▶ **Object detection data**
§

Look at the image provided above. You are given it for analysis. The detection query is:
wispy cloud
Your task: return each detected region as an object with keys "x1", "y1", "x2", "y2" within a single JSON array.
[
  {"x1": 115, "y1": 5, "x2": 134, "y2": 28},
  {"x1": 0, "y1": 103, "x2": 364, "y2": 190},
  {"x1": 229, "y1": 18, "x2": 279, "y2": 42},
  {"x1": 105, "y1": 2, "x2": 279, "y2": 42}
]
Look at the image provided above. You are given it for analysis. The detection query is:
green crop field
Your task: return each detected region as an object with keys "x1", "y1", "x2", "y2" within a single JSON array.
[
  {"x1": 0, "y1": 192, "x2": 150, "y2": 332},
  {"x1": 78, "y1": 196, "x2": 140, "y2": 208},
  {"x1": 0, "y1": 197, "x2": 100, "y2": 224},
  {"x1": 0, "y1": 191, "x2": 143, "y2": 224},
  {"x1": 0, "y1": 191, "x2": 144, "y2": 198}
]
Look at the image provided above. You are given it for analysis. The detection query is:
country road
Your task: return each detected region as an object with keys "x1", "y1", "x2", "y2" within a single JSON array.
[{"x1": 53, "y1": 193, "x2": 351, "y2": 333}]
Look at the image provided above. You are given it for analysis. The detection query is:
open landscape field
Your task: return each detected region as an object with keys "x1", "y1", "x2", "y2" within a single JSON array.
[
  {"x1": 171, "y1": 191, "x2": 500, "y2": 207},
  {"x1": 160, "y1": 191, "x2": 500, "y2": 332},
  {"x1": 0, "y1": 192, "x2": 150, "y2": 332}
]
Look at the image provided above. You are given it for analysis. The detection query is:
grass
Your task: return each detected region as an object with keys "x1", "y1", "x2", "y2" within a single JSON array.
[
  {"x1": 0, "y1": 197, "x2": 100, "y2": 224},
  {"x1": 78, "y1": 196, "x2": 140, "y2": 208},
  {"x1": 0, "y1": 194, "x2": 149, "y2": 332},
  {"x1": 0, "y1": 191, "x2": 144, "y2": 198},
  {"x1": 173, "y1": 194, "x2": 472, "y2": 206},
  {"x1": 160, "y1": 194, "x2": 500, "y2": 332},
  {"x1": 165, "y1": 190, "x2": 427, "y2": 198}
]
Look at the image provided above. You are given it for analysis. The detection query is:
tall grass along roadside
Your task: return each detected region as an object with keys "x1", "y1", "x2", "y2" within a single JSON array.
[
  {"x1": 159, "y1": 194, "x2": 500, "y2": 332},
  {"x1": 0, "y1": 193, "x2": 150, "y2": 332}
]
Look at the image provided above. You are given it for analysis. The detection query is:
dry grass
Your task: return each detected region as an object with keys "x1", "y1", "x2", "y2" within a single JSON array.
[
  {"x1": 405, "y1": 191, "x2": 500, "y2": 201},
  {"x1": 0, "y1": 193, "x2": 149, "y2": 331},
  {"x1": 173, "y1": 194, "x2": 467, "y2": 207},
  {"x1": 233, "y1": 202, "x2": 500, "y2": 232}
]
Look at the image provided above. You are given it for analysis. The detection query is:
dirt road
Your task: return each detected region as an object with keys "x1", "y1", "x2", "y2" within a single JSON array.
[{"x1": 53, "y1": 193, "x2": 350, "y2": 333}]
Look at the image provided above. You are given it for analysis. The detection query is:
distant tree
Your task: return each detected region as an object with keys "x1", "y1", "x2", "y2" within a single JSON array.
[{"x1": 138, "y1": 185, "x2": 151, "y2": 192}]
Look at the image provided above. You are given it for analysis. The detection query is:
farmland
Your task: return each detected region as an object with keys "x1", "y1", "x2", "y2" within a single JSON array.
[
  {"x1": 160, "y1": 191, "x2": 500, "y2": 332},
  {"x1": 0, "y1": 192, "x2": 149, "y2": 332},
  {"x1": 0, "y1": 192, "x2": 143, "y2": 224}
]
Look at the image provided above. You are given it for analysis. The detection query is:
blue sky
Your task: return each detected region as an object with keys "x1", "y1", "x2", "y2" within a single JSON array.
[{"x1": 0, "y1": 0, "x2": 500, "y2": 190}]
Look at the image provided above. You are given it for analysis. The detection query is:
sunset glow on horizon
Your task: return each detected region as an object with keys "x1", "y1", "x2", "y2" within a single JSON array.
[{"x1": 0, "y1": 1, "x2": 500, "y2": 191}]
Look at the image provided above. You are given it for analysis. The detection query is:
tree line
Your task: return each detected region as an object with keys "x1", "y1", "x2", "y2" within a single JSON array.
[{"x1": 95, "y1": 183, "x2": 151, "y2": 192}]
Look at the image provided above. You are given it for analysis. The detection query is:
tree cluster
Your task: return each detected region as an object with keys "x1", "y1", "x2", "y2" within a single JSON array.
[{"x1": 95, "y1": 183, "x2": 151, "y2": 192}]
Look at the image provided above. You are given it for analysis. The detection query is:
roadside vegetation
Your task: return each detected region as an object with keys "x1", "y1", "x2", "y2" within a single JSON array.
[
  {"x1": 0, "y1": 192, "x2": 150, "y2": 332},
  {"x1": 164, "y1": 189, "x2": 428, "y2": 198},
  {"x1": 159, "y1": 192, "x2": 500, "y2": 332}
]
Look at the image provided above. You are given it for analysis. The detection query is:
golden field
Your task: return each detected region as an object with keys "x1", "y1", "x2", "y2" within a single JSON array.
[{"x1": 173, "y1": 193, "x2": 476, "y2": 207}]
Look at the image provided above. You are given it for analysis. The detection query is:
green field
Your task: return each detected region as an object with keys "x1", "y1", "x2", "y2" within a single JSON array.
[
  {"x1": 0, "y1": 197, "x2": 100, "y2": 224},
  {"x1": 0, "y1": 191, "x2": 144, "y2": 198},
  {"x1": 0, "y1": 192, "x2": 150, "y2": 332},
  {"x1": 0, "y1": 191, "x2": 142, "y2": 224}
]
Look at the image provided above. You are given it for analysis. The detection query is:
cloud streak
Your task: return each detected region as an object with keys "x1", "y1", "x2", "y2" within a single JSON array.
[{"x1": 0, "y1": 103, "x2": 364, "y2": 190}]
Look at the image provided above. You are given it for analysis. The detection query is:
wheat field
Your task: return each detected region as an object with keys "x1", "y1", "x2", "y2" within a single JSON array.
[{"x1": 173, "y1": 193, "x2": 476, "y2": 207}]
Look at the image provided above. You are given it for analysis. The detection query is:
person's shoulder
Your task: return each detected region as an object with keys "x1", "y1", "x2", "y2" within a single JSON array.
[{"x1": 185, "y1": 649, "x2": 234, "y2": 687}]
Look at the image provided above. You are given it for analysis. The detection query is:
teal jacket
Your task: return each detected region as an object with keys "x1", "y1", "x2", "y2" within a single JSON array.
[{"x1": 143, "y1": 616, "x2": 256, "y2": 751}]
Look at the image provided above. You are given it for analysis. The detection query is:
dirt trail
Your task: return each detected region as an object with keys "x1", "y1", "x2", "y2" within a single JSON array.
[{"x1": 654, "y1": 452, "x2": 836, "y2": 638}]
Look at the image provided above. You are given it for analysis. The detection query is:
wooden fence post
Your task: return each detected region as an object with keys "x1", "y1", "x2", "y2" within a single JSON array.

§

▶ **EXERCISE INSTRUCTIONS**
How many lines in the records above contain the word "grass"? Give only the number.

▶ **REPLY TO THE TASK**
3